(Listing of named object pointing entries)
------------------------
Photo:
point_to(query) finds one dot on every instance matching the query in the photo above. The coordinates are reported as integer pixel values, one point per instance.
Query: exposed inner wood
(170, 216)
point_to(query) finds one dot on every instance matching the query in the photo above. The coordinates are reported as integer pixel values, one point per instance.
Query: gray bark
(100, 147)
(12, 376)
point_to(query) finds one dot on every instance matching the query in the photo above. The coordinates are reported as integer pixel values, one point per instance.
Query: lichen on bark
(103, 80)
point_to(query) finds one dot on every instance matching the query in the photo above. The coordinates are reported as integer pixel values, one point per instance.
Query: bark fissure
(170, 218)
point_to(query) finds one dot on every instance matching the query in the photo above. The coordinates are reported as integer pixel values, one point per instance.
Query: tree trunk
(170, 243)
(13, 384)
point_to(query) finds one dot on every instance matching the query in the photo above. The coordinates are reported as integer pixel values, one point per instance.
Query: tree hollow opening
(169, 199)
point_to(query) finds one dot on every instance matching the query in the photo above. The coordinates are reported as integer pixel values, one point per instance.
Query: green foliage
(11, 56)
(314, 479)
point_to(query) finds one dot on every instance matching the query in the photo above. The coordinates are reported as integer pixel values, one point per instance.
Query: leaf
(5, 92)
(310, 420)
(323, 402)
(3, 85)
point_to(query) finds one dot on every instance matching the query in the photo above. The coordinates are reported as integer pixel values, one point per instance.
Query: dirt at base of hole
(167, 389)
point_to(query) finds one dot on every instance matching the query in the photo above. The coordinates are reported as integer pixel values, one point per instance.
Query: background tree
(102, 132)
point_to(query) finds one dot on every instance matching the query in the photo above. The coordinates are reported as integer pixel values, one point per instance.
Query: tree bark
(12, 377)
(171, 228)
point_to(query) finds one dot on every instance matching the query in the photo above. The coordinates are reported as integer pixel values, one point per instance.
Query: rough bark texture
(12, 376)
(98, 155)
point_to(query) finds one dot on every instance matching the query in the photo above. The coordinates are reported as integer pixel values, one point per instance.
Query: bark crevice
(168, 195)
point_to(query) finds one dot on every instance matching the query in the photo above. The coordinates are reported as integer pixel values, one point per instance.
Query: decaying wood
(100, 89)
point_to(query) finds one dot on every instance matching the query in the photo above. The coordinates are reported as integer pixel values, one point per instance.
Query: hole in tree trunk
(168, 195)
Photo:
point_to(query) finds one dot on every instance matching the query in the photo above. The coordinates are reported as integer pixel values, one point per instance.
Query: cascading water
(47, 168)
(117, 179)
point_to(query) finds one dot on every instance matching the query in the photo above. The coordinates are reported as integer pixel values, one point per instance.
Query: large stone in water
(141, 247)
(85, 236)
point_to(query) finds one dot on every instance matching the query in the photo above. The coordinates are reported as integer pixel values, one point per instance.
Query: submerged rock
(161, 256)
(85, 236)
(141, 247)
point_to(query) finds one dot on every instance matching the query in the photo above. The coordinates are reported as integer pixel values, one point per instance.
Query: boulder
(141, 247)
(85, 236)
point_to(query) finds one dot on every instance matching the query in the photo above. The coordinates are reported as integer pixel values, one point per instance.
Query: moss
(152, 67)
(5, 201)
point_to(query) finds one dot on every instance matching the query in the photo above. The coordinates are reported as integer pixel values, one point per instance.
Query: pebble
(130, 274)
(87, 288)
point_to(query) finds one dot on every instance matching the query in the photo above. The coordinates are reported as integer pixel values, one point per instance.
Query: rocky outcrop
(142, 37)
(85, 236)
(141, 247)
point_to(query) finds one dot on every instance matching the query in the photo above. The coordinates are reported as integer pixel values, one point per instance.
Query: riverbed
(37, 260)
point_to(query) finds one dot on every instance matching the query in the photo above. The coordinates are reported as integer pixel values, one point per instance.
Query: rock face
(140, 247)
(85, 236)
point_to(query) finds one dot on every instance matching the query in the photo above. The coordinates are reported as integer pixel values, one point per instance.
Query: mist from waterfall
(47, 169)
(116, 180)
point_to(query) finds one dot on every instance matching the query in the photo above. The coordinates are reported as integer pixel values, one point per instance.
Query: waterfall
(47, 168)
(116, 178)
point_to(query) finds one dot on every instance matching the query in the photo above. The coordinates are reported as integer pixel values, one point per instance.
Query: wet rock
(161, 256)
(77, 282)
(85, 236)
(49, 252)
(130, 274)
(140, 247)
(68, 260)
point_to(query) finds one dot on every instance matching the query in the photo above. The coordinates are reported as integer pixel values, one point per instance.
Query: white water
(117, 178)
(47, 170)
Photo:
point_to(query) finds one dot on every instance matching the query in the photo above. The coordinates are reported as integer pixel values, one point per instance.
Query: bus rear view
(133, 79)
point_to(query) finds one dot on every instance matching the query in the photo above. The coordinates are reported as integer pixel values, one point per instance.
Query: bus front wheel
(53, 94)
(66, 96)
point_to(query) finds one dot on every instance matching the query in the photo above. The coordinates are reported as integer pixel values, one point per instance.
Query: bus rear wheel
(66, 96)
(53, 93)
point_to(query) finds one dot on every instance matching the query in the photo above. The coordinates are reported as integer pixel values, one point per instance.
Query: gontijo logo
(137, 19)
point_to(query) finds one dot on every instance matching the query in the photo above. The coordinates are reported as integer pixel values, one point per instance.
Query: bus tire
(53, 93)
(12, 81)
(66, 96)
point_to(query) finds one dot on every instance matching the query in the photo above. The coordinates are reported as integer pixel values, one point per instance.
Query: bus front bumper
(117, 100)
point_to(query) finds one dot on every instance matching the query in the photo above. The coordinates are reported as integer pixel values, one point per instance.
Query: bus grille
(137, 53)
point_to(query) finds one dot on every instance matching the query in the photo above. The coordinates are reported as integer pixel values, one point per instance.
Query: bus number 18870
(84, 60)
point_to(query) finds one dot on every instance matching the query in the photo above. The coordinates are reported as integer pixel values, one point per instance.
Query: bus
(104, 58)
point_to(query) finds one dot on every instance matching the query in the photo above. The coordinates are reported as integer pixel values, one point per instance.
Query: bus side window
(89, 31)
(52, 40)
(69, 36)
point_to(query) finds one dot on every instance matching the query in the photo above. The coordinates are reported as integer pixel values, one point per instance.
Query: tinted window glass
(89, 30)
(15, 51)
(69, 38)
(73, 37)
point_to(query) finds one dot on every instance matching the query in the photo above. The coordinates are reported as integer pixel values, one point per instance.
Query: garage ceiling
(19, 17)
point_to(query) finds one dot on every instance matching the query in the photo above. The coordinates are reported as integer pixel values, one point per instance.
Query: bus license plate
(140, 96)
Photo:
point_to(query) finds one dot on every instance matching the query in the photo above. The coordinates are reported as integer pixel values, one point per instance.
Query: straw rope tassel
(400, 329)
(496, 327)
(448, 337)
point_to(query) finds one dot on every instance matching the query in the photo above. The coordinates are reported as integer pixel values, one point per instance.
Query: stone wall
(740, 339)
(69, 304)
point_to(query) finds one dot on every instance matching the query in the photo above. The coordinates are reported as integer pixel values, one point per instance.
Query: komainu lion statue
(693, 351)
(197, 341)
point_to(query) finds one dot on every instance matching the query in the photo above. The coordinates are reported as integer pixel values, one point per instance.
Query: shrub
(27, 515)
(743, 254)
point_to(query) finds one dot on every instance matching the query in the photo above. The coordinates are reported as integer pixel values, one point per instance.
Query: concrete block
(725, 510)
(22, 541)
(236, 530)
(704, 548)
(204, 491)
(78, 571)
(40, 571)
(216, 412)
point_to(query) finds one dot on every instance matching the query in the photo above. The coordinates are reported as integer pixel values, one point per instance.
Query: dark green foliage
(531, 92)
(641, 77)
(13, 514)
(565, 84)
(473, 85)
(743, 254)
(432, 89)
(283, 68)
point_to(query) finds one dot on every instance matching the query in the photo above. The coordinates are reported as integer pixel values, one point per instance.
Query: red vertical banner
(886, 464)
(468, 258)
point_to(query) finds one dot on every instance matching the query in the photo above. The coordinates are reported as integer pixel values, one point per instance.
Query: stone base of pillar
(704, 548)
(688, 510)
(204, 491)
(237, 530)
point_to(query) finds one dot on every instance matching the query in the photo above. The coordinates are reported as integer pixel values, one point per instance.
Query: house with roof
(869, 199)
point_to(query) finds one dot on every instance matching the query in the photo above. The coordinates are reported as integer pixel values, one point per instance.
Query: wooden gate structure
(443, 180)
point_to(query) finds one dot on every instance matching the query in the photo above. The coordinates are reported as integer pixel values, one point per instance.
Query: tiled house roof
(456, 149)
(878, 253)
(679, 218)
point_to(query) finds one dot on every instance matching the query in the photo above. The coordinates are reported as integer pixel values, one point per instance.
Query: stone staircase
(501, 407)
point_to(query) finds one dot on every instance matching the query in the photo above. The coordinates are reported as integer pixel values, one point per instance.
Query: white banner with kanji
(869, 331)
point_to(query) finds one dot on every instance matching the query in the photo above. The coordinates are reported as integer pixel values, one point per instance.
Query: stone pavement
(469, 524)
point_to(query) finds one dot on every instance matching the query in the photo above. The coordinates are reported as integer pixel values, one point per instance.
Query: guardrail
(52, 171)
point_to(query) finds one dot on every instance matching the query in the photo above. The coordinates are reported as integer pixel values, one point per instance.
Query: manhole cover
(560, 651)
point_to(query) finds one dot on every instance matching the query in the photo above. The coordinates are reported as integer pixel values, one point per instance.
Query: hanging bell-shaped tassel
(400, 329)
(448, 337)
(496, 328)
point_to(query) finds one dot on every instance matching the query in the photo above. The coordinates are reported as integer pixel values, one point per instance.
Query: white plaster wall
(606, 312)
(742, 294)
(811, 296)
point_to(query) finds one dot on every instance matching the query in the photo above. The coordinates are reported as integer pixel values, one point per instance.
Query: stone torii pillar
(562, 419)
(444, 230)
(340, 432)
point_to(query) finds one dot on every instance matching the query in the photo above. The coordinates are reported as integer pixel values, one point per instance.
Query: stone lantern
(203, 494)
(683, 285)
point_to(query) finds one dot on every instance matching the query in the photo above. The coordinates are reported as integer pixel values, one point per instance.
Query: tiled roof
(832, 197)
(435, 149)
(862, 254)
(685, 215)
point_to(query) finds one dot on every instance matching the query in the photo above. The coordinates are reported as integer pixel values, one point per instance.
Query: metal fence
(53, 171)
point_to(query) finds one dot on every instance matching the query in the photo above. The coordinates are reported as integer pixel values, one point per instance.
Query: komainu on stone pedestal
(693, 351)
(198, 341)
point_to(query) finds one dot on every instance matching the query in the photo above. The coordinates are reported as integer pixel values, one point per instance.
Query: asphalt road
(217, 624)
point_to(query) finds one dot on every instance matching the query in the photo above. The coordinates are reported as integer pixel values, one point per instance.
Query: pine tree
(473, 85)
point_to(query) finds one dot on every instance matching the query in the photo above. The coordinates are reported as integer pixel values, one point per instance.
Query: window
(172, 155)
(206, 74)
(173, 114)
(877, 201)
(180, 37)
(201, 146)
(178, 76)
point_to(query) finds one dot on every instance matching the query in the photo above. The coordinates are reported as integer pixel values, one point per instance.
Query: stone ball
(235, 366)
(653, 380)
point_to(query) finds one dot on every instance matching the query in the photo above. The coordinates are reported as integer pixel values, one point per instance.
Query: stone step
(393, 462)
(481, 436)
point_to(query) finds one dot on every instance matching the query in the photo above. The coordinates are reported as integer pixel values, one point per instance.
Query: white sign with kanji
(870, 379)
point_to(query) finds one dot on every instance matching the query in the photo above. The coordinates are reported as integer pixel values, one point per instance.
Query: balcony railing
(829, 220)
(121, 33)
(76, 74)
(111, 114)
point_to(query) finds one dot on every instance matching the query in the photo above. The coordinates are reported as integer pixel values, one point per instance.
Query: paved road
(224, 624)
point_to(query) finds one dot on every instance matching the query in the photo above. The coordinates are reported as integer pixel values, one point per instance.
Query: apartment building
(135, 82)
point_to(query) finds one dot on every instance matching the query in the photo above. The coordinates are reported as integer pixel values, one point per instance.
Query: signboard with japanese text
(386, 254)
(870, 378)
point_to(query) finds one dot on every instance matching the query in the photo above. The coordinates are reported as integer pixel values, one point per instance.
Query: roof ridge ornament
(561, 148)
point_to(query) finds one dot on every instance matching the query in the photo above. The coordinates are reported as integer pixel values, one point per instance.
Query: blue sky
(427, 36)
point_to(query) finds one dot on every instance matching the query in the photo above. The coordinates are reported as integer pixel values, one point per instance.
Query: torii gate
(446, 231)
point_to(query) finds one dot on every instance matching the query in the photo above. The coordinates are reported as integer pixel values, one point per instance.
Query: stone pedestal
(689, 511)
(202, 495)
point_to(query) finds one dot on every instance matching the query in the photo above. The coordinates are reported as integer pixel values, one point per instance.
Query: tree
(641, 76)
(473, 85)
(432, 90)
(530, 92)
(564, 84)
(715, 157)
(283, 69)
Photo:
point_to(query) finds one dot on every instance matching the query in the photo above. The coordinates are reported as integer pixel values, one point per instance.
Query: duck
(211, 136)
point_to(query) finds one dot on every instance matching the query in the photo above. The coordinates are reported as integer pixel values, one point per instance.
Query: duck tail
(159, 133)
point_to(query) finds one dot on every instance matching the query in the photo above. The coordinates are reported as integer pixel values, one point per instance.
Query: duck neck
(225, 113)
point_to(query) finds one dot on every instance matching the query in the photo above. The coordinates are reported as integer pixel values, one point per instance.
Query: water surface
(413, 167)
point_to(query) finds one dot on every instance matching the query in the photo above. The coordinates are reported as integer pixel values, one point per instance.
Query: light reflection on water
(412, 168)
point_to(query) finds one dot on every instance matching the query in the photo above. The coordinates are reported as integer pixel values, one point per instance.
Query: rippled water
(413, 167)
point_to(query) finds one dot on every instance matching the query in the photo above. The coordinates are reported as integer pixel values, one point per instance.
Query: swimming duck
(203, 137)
------------------------
_Instructions to follow_
From the listing above, copy every line that contains the word "torii", matching upper and lower case exactly.

_Written solution_
Query: stone torii pillar
Query: torii gate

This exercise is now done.